* Excerpts from a point labeling dataset *
# # # #
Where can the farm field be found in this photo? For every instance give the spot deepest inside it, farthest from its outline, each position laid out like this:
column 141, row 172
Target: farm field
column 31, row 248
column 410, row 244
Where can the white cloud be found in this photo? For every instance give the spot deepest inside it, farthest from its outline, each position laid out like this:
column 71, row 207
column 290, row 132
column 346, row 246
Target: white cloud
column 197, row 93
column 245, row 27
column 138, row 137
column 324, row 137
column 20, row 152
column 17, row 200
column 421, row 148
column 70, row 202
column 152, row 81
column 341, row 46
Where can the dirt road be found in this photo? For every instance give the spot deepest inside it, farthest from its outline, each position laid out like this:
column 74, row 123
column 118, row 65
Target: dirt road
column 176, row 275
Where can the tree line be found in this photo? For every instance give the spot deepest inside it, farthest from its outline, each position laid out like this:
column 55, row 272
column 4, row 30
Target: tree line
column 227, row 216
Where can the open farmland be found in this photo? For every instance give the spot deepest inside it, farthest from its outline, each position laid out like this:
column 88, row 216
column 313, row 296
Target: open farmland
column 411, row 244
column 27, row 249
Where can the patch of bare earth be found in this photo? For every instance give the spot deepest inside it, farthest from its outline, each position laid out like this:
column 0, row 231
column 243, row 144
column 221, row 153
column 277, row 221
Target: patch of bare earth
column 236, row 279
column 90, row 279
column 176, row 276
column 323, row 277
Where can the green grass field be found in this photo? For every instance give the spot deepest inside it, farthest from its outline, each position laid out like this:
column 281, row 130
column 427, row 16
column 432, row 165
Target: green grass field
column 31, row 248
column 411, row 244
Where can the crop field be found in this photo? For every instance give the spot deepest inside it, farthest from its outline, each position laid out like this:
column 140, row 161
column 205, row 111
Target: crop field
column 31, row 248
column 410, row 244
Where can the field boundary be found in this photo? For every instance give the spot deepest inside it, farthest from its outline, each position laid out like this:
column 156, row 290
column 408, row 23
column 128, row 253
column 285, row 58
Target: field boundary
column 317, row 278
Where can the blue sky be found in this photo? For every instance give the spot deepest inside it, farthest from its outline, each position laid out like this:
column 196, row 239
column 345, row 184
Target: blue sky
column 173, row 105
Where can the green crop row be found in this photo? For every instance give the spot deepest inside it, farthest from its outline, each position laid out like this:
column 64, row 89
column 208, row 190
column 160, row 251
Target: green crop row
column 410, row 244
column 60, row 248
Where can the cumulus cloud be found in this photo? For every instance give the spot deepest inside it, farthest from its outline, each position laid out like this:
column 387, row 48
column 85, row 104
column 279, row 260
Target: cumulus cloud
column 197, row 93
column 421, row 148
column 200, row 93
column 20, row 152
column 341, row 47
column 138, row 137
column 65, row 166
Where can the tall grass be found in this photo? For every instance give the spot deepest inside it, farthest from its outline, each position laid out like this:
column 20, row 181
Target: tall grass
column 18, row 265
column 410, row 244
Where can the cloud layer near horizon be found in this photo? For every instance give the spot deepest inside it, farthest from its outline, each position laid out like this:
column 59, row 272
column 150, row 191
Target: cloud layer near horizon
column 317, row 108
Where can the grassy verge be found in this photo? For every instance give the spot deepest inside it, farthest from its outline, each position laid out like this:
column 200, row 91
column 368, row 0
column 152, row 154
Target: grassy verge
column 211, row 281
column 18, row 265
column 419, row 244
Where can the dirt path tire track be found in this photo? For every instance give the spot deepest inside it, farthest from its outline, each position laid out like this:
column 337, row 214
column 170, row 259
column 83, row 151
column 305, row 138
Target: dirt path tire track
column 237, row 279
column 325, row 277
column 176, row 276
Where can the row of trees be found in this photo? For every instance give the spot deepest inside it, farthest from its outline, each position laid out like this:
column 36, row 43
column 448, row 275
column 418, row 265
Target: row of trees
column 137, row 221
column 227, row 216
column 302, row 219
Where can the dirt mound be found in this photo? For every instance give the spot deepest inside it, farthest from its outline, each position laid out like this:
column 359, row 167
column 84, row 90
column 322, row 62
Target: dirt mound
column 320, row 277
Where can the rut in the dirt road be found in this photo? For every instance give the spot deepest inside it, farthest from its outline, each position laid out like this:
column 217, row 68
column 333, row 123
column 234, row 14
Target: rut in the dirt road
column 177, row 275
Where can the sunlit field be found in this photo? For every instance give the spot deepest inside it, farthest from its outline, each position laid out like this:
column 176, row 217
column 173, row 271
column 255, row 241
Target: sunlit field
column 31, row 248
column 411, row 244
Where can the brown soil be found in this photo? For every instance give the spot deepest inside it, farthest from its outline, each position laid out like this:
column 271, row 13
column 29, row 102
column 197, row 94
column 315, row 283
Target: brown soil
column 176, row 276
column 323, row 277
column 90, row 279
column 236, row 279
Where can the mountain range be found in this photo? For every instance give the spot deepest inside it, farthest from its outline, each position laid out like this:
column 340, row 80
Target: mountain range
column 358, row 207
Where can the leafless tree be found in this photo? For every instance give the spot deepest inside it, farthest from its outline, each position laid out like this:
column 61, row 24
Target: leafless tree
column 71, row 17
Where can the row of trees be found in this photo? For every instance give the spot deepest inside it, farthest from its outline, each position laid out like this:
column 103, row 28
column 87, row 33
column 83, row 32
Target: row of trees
# # # #
* Required task *
Reproduce the lines of the entries above verbatim, from the line containing "Where can the green crop" through the line containing "column 60, row 248", including both of those lines.

* Answer in full *
Where can the green crop row be found in this photo? For every instance give the spot deepest inside it, farthest from its outline, each position laid out like this:
column 64, row 89
column 208, row 190
column 160, row 251
Target: green crop row
column 410, row 244
column 60, row 248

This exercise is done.